*Exercise*. The entries below are to be written out exactly, with no images included.
Source material: Begin
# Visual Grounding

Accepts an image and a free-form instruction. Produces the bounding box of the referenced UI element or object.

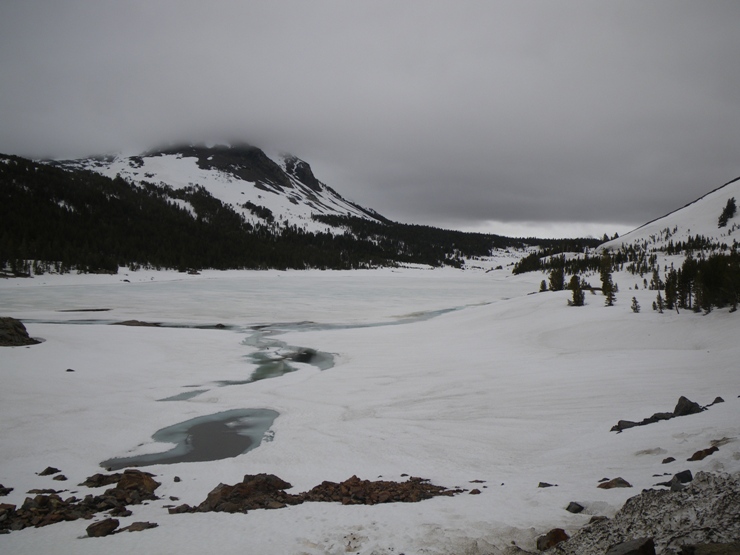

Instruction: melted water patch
[100,408,278,470]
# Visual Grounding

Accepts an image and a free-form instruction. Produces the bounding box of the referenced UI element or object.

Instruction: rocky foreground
[540,471,740,555]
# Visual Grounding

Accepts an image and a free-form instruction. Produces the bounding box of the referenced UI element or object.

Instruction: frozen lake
[1,265,738,554]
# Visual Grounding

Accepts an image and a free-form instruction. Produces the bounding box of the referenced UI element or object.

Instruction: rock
[679,542,740,554]
[469,489,481,495]
[598,477,632,489]
[688,446,719,461]
[538,482,556,488]
[174,476,181,483]
[662,457,676,464]
[656,470,693,489]
[52,475,67,481]
[86,518,119,537]
[706,397,725,407]
[605,537,655,555]
[0,485,13,496]
[79,473,123,488]
[536,528,569,551]
[0,317,40,346]
[611,420,638,432]
[114,469,161,496]
[566,502,584,514]
[674,396,704,417]
[38,467,61,476]
[549,472,740,554]
[120,521,158,533]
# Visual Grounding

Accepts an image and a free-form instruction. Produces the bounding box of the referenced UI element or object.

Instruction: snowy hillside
[602,175,740,252]
[49,144,385,234]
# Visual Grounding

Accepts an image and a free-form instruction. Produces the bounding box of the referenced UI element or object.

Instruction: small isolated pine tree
[540,279,547,292]
[603,274,616,306]
[631,296,641,313]
[568,275,585,307]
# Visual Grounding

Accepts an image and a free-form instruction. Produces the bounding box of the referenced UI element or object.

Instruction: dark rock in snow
[79,472,123,488]
[536,528,569,551]
[0,317,40,346]
[538,482,556,488]
[674,396,704,417]
[0,485,13,496]
[566,502,585,514]
[468,488,481,495]
[598,477,632,489]
[86,518,119,537]
[611,396,709,432]
[119,521,158,533]
[38,467,61,476]
[706,396,725,407]
[605,537,655,555]
[662,457,676,464]
[688,446,719,461]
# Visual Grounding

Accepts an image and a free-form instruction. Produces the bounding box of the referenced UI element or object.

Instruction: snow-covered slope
[48,144,385,233]
[603,176,740,252]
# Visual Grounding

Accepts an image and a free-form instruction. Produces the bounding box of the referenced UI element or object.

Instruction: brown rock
[120,521,158,532]
[115,469,161,496]
[536,528,569,551]
[688,446,719,461]
[598,477,632,489]
[469,489,481,495]
[86,518,119,537]
[662,457,676,464]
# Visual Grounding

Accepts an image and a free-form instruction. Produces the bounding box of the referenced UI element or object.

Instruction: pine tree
[568,275,585,306]
[548,267,565,291]
[631,296,641,313]
[718,197,737,228]
[655,291,665,313]
[603,274,616,306]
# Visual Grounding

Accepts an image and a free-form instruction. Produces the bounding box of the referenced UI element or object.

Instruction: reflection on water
[100,409,278,470]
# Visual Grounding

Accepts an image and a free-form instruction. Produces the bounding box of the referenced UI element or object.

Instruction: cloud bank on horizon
[1,1,740,237]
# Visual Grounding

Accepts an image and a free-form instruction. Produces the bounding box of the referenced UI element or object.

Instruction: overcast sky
[2,1,740,238]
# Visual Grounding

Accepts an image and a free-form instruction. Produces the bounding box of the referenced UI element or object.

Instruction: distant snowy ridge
[48,143,386,234]
[603,175,740,252]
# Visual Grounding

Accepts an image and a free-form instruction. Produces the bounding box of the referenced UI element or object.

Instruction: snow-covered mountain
[49,143,386,233]
[602,175,740,252]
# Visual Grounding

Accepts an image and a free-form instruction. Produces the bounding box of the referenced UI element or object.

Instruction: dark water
[100,408,278,470]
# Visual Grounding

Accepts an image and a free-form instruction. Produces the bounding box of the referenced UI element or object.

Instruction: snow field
[0,266,738,554]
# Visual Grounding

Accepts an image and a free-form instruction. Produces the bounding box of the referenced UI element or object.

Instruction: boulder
[688,447,719,461]
[598,477,632,489]
[38,467,61,476]
[86,518,119,537]
[0,317,40,347]
[536,528,569,551]
[674,396,704,417]
[114,469,160,496]
[566,502,584,514]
Source material: End
*Task response*.
# Visual Grounding

Accepts an image and a free-form instruction. Produces the bounding box of the referenced UI element or object.


Instruction: melted water patch
[100,408,278,470]
# Visual Grounding

Accepts an image and a free-form instruction. Produces the bounding box of the referenced UI element or object.

Instruction: rocky foreground
[540,471,740,555]
# Visual Grounding

Accepts an image and a free-form instruction. Produces the bounding box of the referenced UI element or object.

Instruction: frozen lake
[1,265,738,554]
# Visual Grounding

Accepts an image and a free-form instruction. Produces the bounding box of the referenced UI element or object.

Instruction: rock
[679,542,740,554]
[469,489,481,495]
[598,477,632,489]
[688,446,719,461]
[538,482,556,488]
[174,476,181,483]
[662,457,676,464]
[656,470,693,489]
[52,475,67,481]
[86,518,119,537]
[706,397,725,407]
[605,537,655,555]
[0,485,13,496]
[79,473,123,488]
[536,528,569,551]
[0,317,40,346]
[611,420,638,432]
[114,469,161,496]
[566,502,584,514]
[674,396,704,417]
[38,467,61,476]
[549,472,740,554]
[120,521,158,533]
# Visual Grounding

Accepts an image and a free-form instruction. Produces the bounding box of the referenced UI element or object.

Instruction: snowy hillside
[602,175,740,252]
[49,144,385,234]
# Visual Grounding

Accepts an image and a free-form instruction. Produces the bounding box of the referenced UI element or object.

Instruction: small isolated pine tree
[540,279,547,292]
[603,274,616,306]
[631,296,641,313]
[568,275,585,307]
# Visual Grounding

Accepts an image and a free-form instruction. Produces the bounding box of the referenced UI element or object.

Instruction: dark rock in snow
[79,472,123,488]
[536,528,569,551]
[0,317,40,346]
[538,482,556,488]
[674,396,704,417]
[0,485,13,496]
[566,502,585,514]
[468,488,481,495]
[598,477,632,489]
[86,518,119,537]
[611,396,709,432]
[119,521,158,533]
[38,467,61,476]
[706,396,725,407]
[605,537,655,555]
[662,457,676,464]
[688,446,719,461]
# Visual Grounding

Accepts an image and a free-form instruction. Produces the bounding box of the referenced UI element or object.

Instruction: snow-covered slope
[48,144,385,233]
[603,176,740,252]
# Visual Grounding

Accepts an image and a free-form instruction. Produces the bounding box of the referenced UI element or object.

Instruction: brown rock
[120,521,158,532]
[115,469,161,496]
[536,528,569,551]
[688,446,719,461]
[598,477,632,489]
[469,489,481,495]
[86,518,119,537]
[662,457,676,464]
# Visual Grounding

Accepts an image and a free-form instruction. Produces the bounding box of the referenced UI element or object.

Instruction: pine tree
[568,275,585,306]
[548,267,565,291]
[631,296,641,313]
[718,197,737,228]
[655,291,665,313]
[603,274,616,306]
# Visual Grounding

Accepts an image and a free-form instruction. Produces the bounding box of the referenced UI element or object.

Instruction: reflection on water
[100,409,278,470]
# Visual Grounding

Accepts an image and a free-form instruction. Produces the bounding box of the referenced UI element or object.

Instruction: cloud bank on horizon
[1,1,740,237]
# Visual Grounding

Accepts an image and a free-form instruction. Produces the bounding box of the referenced UI element or object.

Instruction: overcast sky
[2,1,740,238]
# Visual Grounding

Accepts an image and a free-form instruction. Produces the bounding box of the referenced UI element or object.

Instruction: distant snowy ridge
[48,143,386,234]
[603,175,740,252]
# Visual Grounding

Accepts an image and a free-form instruction. Produces the bounding box of the referenced UI element or object.

Instruction: snow-covered mountain
[49,143,386,233]
[602,175,740,252]
# Visual Grounding

Accepts an image and a free-form instruction. Produces the bounding box of the referenced UI element or object.

Instruction: dark water
[100,408,278,470]
# Visual Grounding

Accepts an image and a free-form instruction. Produces the bounding box of the referenced UI element or object.

Instruction: snow field
[0,266,738,554]
# Visual Grounding

Accepts an image and a free-form instruction. Produces the bounding box of the referenced UI element or object.

Instruction: boulder
[688,447,719,461]
[598,477,632,489]
[38,467,61,476]
[86,518,119,537]
[0,317,40,347]
[536,528,569,551]
[674,396,704,417]
[114,469,160,496]
[566,502,584,514]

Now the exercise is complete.